» **What the exercise asks**
Copy the listing below word for word, omitting the pictures.

» **Excerpted records**
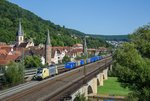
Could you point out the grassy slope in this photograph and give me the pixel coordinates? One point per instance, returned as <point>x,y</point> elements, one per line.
<point>112,87</point>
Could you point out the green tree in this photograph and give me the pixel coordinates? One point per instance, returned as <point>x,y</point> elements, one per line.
<point>14,73</point>
<point>133,71</point>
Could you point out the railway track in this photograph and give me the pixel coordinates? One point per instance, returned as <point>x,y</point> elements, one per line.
<point>55,82</point>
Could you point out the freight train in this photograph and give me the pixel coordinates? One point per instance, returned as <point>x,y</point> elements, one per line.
<point>51,70</point>
<point>46,72</point>
<point>71,65</point>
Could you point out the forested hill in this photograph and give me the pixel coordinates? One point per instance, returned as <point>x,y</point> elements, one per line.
<point>35,27</point>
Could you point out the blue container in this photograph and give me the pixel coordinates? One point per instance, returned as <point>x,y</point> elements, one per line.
<point>70,65</point>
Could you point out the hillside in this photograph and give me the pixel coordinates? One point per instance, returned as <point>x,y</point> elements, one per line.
<point>35,27</point>
<point>112,37</point>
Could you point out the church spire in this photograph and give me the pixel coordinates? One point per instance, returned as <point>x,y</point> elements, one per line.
<point>48,42</point>
<point>20,31</point>
<point>85,47</point>
<point>20,37</point>
<point>48,49</point>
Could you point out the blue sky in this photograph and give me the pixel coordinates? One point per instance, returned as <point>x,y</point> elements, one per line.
<point>103,17</point>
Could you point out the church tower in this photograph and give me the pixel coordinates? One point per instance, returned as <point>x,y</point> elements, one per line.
<point>20,37</point>
<point>85,47</point>
<point>48,50</point>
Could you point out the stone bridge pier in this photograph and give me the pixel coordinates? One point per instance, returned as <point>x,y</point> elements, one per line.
<point>91,86</point>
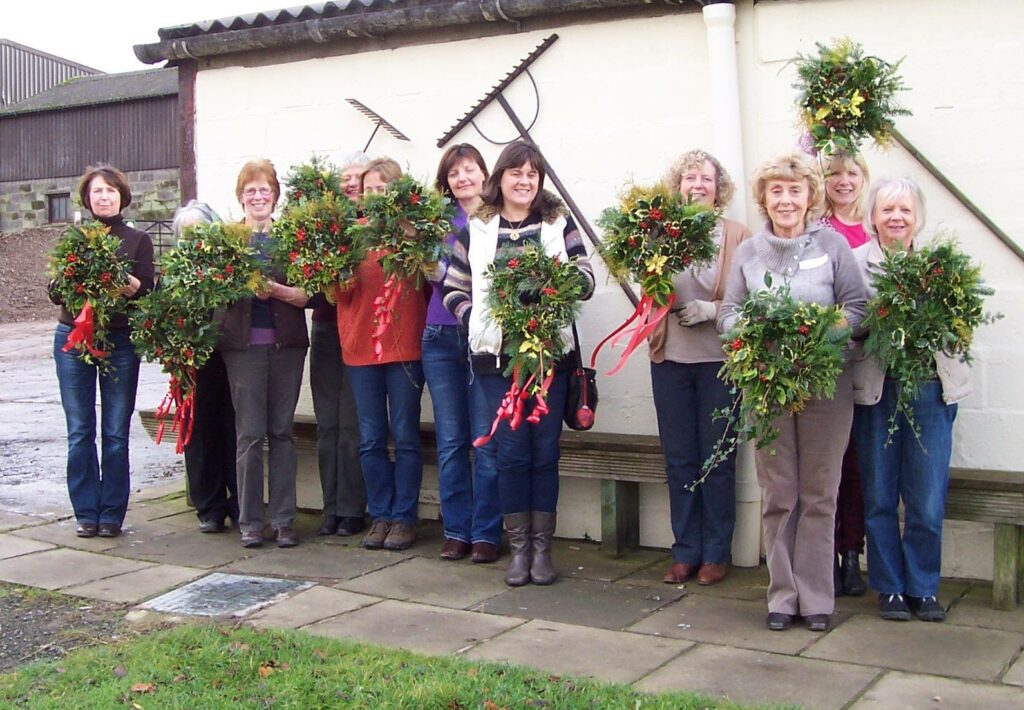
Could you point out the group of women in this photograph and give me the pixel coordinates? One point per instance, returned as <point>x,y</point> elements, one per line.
<point>819,489</point>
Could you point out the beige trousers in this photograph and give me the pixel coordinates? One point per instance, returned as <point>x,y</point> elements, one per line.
<point>800,484</point>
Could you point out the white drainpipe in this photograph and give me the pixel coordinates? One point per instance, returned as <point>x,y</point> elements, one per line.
<point>720,21</point>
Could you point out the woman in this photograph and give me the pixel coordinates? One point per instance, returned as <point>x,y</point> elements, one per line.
<point>387,388</point>
<point>210,453</point>
<point>514,212</point>
<point>846,176</point>
<point>686,356</point>
<point>903,569</point>
<point>337,426</point>
<point>98,491</point>
<point>799,474</point>
<point>263,341</point>
<point>470,506</point>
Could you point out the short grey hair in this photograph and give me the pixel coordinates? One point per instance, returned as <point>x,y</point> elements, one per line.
<point>891,189</point>
<point>192,213</point>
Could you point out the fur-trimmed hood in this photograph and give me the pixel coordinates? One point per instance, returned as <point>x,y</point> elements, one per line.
<point>552,208</point>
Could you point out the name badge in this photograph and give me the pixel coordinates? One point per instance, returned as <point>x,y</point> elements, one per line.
<point>814,262</point>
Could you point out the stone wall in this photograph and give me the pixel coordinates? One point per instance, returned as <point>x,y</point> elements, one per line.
<point>156,194</point>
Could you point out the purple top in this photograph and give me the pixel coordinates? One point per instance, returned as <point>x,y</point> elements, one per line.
<point>437,315</point>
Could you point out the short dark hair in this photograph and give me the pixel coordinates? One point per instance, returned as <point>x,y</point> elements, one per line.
<point>112,175</point>
<point>453,156</point>
<point>515,155</point>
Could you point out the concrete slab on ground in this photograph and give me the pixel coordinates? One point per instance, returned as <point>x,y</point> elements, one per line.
<point>725,621</point>
<point>62,568</point>
<point>601,604</point>
<point>309,607</point>
<point>456,585</point>
<point>953,651</point>
<point>754,676</point>
<point>571,650</point>
<point>14,546</point>
<point>416,627</point>
<point>136,586</point>
<point>899,691</point>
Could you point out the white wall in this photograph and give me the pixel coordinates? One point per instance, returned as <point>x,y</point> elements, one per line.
<point>619,100</point>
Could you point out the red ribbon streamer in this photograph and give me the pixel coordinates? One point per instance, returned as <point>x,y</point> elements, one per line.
<point>81,335</point>
<point>648,318</point>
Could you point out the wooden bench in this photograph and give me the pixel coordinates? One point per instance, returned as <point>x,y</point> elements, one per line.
<point>622,462</point>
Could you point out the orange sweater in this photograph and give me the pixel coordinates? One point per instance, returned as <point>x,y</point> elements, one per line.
<point>356,324</point>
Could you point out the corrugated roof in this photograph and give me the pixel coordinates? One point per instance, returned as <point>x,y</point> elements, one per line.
<point>282,16</point>
<point>102,88</point>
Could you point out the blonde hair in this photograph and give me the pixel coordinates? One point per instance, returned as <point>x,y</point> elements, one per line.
<point>844,161</point>
<point>724,186</point>
<point>792,167</point>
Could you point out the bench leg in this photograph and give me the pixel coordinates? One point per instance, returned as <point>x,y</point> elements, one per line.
<point>620,516</point>
<point>1007,567</point>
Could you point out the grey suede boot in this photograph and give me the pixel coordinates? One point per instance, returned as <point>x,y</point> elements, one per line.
<point>521,548</point>
<point>543,529</point>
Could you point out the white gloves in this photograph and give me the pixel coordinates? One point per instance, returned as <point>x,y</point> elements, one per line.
<point>695,311</point>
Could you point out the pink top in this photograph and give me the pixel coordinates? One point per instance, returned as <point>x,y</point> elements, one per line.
<point>854,234</point>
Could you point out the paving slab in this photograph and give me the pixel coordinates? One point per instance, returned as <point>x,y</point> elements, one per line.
<point>314,559</point>
<point>571,650</point>
<point>309,607</point>
<point>726,621</point>
<point>601,604</point>
<point>456,585</point>
<point>416,627</point>
<point>64,568</point>
<point>14,546</point>
<point>755,676</point>
<point>189,548</point>
<point>136,586</point>
<point>10,520</point>
<point>952,651</point>
<point>899,691</point>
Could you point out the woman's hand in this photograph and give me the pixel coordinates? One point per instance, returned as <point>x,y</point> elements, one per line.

» **Response**
Could you point out the grassy slope in this photograph and give me the pixel coordinates? One point per instance, returned as <point>x,y</point> elements, one per line.
<point>112,87</point>
Could you point out the green tree in this photograph and give me the pixel coordinates? One point per instance, returned as <point>x,y</point> elements, one per line.
<point>14,73</point>
<point>133,71</point>
Could you point out the railway track in this photograph and give me the pixel coordinates? One point per instance, returned as <point>x,y</point> elements, one per line.
<point>55,82</point>
Could you point out the freight train in this photograph and give me the pixel coordinates? One point per instance, returned as <point>x,y</point> elements, one per line.
<point>51,70</point>
<point>46,72</point>
<point>71,65</point>
Could you point out the forested hill in this photograph and give me the pixel coordinates? One point per instance, returned as <point>x,y</point> elements, one per line.
<point>35,27</point>
Could you point out the blue container in this photograph and give me the pixel coordinates? One point per instance, returned as <point>x,y</point> elements, one per line.
<point>70,65</point>
Could you point out the hillside in this photograph and give me the pixel coordinates? One point per instance, returned as <point>x,y</point> elements, one per line.
<point>35,27</point>
<point>112,37</point>
Could you point out the church spire in this photograph and give me the pixel coordinates? One point per instance, returned as <point>x,y</point> elements, one per line.
<point>48,42</point>
<point>20,31</point>
<point>85,47</point>
<point>20,37</point>
<point>48,49</point>
Could you point out the blue sky in this photograph and give me the pixel coordinates? One point per instance, returned as <point>x,y</point> elements, one per line.
<point>103,17</point>
Could you point out the church tower in this photograph and give me the pixel coordinates? One point per instance, returned as <point>x,y</point> elements, one per line.
<point>20,37</point>
<point>85,47</point>
<point>48,50</point>
Could you point out the stone bridge pier in this photograph and give me the pixel coordinates? One point per instance, returned as <point>x,y</point> elements, one per line.
<point>91,86</point>
Could you point out the group of women in this photograph and give me the pixel coordinates? One point per instance, returned as <point>x,y</point> elements, one per line.
<point>819,489</point>
Could you point out the beige trousers in this photograph and give me the pixel coordinates? One point per instance, returned as <point>x,y</point> elements, one per line.
<point>800,484</point>
Could you point out the white drainpipe in this photograph and give me the pixel coordinates? One point per instance, returned as <point>x,y</point> elements, one per line.
<point>720,21</point>
Could you point out the woman in this photograph and give me the pixel coordinates? One point per instance, returned as <point>x,y</point> elements, one per line.
<point>387,388</point>
<point>210,453</point>
<point>514,212</point>
<point>846,176</point>
<point>686,356</point>
<point>903,569</point>
<point>337,426</point>
<point>98,491</point>
<point>799,474</point>
<point>263,341</point>
<point>470,506</point>
Could you point out the short grey hair in this photograph and give me the pixel coordinates? One point per instance, returned as <point>x,y</point> elements, one per line.
<point>891,189</point>
<point>192,213</point>
Could you point out the fur-trimmed hood in this photograph and give me the pixel coordinates? One point per instance, returned as <point>x,y</point> elements, one per line.
<point>552,208</point>
Could you point out the name badge in this photograph and give me the pixel coordinates? One point per instance, returned as <point>x,y</point> elements, one per line.
<point>814,262</point>
Could you point out the stone wall in this photograph and give me the pixel coordinates? One point per instance, returned as <point>x,y</point> elements, one per line.
<point>156,194</point>
Could you point out the purple top in this photograph and give me the pixel coordinates? One point per instance, returned as <point>x,y</point> elements, one per line.
<point>437,315</point>
Could you point out the short dark hair in this photograph and give me the pixel coordinates? One point per instance, returned as <point>x,y</point> elements, one per line.
<point>112,175</point>
<point>453,156</point>
<point>515,155</point>
Could you point out the concrete slab on ground in this photograph and give me the pixel coordinates? One point per instance, returned as <point>x,y</point> elements, one per line.
<point>725,621</point>
<point>62,568</point>
<point>601,604</point>
<point>309,607</point>
<point>456,585</point>
<point>953,651</point>
<point>754,676</point>
<point>571,650</point>
<point>14,546</point>
<point>416,627</point>
<point>136,586</point>
<point>899,691</point>
Could you point out the white wall in this photograph and give me the pixel coordinates? One point per instance, returned as <point>x,y</point> elements, one per line.
<point>619,100</point>
Could you point out the red ribbon streamer in this photograph and give me the pixel coordinates? One point per instance, returned as <point>x,y</point> elements, one per line.
<point>81,335</point>
<point>648,318</point>
Could you point out the wooden bench in this photograph and give me the pixel coordinates? One point per instance, returned as <point>x,y</point> elements, one per line.
<point>622,462</point>
Could you point out the orange sweater in this photograph and give me the pixel coordinates? One point per instance, returned as <point>x,y</point> elements, one per line.
<point>356,324</point>
Could you point out the corrugated roof in this photograph and give me the pixel coordinates? One point per instance, returned as <point>x,y</point> elements, one per line.
<point>282,16</point>
<point>102,88</point>
Could you point out the blonde hair in this photograph and give me the pixel coordinates? One point per instance, returned as <point>x,y</point> elements, one per line.
<point>844,161</point>
<point>724,186</point>
<point>792,167</point>
Could you point out the bench leg in this photograph and give me the pixel coordinates? One point per instance, returned as <point>x,y</point> elements, one per line.
<point>620,516</point>
<point>1007,567</point>
Could you point out the grey suede boot in this photograph and give me the pixel coordinates? One point per instance, returned as <point>x,y</point> elements, one per line.
<point>521,548</point>
<point>543,529</point>
Could you point out the white gloves in this photograph and give me the pixel coordinates? One point per instance, returned as <point>x,y</point> elements, one per line.
<point>695,311</point>
Could you point out the pink top in this photograph and give me the pixel coordinates? One point per instance, returned as <point>x,y</point> elements, one per line.
<point>854,234</point>
Could you point out the paving slab in this photograph and give me the pixel coordinates? One point per instance, returned as <point>x,y</point> elements, one per line.
<point>314,559</point>
<point>571,650</point>
<point>309,607</point>
<point>726,621</point>
<point>601,604</point>
<point>456,585</point>
<point>416,627</point>
<point>64,568</point>
<point>14,546</point>
<point>755,676</point>
<point>189,548</point>
<point>136,586</point>
<point>10,520</point>
<point>952,651</point>
<point>899,691</point>
Could you point out the woman's hand in this photograph and give me the pixel coordinates? One point per instance, returned as <point>x,y</point> elements, one per line.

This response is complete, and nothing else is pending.